What you will do
State how many lines of the records below contain the string "query", counting only matches in the same case. Reply with the number alone.

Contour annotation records
---
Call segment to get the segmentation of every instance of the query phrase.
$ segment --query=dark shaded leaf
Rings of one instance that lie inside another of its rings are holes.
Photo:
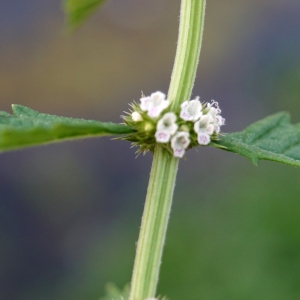
[[[12,105],[14,114],[0,112],[0,152],[65,140],[132,133],[129,126],[65,118]]]
[[[286,112],[258,121],[241,132],[228,133],[212,146],[248,157],[300,167],[300,124],[292,125]]]

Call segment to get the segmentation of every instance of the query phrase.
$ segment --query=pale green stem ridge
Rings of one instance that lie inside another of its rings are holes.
---
Worked solution
4